_GOAL OF THE EXERCISE_.
Nothing other than the lines from the one containing "Thank you for the photo above. Could you indicate the person" through the close of the entries below should be printed, each exactly.

-=-=-

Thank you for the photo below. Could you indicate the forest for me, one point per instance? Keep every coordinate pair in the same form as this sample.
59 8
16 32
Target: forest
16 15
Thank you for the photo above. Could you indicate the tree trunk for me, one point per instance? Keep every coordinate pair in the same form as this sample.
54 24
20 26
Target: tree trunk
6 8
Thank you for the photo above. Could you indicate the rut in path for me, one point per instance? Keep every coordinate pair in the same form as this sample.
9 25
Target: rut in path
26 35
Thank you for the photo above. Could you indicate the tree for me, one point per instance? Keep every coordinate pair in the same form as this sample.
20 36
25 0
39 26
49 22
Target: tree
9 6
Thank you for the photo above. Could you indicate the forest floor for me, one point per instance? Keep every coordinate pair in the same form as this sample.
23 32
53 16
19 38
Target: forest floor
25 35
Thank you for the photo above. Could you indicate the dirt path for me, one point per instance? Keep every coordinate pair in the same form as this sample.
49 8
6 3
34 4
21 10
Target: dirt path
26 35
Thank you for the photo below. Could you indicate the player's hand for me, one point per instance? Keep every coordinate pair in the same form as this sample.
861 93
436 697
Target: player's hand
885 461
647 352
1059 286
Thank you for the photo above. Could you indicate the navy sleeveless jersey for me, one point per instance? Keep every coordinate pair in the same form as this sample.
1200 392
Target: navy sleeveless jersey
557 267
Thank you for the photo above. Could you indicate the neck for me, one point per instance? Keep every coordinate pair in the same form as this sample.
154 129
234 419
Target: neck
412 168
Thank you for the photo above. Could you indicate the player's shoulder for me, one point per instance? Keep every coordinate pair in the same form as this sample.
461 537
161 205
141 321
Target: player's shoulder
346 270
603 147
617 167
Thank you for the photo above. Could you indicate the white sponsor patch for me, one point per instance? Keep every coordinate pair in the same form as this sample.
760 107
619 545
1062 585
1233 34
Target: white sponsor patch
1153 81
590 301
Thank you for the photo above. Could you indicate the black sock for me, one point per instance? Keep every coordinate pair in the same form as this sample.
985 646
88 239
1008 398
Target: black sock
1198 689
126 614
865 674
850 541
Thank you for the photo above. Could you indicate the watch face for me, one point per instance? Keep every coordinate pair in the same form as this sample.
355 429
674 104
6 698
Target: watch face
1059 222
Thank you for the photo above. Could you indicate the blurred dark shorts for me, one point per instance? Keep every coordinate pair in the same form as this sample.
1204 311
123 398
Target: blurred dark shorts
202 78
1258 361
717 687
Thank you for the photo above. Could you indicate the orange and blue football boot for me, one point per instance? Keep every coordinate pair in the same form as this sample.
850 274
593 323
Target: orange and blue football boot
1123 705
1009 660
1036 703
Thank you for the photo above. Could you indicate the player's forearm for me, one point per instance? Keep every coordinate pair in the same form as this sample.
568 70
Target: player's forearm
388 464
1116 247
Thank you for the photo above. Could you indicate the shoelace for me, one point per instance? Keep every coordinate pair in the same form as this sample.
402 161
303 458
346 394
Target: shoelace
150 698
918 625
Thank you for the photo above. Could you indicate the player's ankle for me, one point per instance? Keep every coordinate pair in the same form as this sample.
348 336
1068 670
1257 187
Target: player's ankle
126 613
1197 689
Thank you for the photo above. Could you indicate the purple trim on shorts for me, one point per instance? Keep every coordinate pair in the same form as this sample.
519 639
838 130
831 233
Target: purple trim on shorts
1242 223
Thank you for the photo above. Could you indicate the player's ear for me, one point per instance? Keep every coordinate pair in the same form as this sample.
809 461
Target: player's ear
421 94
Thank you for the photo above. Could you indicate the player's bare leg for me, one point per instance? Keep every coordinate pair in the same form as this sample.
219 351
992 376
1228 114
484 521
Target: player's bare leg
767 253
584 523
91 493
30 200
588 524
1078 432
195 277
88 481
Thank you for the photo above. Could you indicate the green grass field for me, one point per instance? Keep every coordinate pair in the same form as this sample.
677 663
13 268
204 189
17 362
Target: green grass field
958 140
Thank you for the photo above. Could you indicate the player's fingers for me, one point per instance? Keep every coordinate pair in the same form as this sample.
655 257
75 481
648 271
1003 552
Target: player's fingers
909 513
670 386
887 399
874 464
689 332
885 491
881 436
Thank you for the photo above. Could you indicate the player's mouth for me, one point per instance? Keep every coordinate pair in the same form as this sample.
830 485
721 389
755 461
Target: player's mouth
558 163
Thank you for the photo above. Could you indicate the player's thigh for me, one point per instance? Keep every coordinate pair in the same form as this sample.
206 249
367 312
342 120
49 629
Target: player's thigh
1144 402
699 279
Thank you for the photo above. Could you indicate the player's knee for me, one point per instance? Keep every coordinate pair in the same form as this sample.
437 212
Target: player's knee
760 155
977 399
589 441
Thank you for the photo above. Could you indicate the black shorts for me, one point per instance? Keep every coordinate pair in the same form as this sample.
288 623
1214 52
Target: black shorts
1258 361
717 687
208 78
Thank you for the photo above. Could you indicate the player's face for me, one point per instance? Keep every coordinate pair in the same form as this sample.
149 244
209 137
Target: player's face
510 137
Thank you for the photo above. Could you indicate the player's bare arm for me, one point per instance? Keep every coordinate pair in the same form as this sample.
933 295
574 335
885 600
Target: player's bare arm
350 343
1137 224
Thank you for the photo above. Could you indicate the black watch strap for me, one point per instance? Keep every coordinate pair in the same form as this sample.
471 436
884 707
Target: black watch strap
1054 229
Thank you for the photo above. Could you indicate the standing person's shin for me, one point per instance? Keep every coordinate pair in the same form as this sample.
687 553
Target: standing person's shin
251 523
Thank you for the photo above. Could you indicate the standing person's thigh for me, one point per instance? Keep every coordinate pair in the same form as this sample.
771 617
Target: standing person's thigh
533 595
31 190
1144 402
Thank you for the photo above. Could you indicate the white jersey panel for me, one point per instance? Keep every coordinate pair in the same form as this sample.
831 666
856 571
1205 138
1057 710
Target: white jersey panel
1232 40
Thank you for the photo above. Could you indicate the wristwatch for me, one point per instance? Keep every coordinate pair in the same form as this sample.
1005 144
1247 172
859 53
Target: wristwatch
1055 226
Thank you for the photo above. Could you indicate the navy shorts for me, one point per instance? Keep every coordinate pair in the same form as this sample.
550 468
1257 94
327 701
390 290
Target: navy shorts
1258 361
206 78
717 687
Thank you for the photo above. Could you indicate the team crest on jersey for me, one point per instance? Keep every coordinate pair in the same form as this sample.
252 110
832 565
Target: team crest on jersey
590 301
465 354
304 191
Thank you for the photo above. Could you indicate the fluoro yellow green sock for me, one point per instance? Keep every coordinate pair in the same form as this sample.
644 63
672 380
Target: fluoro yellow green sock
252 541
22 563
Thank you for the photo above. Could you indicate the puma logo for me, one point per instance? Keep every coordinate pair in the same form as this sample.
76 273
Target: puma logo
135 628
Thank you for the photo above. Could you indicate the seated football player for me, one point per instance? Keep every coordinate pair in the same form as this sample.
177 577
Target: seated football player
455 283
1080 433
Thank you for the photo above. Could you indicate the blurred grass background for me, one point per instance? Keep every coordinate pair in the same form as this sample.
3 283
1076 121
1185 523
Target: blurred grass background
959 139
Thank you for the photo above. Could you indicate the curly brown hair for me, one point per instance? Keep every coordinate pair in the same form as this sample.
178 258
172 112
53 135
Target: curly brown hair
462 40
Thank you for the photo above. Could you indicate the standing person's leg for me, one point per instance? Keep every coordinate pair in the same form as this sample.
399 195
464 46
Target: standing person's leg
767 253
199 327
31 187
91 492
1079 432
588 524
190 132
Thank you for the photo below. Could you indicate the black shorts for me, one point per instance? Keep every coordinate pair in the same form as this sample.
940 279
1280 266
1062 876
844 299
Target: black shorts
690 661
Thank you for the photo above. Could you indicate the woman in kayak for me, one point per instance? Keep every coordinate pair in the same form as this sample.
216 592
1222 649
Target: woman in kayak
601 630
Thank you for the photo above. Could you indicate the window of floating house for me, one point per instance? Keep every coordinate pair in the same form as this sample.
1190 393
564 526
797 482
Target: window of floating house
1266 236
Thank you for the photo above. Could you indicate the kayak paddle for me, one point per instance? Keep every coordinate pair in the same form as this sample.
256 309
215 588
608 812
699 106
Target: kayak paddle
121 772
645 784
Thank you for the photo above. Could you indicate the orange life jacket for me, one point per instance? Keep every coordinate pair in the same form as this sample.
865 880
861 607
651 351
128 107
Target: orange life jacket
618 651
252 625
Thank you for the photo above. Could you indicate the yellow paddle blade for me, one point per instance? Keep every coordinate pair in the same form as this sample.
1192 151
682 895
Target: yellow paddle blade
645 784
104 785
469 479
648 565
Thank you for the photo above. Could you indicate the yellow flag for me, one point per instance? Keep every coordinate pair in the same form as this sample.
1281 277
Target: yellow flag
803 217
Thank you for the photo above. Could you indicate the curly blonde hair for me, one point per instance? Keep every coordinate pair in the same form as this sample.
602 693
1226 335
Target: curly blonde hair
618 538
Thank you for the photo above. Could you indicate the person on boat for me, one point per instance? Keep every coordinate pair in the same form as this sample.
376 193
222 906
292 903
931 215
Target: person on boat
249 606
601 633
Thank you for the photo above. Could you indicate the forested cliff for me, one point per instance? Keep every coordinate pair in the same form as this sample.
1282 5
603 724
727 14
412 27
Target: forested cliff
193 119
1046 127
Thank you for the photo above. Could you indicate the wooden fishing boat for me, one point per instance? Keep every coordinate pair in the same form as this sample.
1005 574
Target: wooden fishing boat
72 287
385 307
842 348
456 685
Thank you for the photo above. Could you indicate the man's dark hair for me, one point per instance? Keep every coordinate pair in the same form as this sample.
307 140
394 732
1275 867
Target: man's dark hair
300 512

-=-=-

_FULL SOLUTION_.
Thank you for the photo above. Could you indicate the person on boat for me, one point per instance? Keep every coordinate pair in the same form as this sample.
376 193
222 906
292 903
931 215
Target: person on boat
249 606
601 633
Thank you for the photo above. Could you indicate the forested cliff for me, one point per instance? Keep every coordinate pair in the same form as this sample.
1282 5
603 724
727 14
412 27
Target: forested cliff
193 119
1046 127
Thank you for the photo above. Could you indicate the wooden fishing boat for me, one point per instance? Keep every coordinate pair in the same form as this sample.
1005 574
Target: wooden fishing boat
72 287
385 307
842 348
456 685
Thank you for the photo above. Could you indicate the man's dark hair for me, one point per instance? Keep every coordinate pair in the same form as this sample.
307 140
394 732
1275 867
Target: man's dark hair
300 512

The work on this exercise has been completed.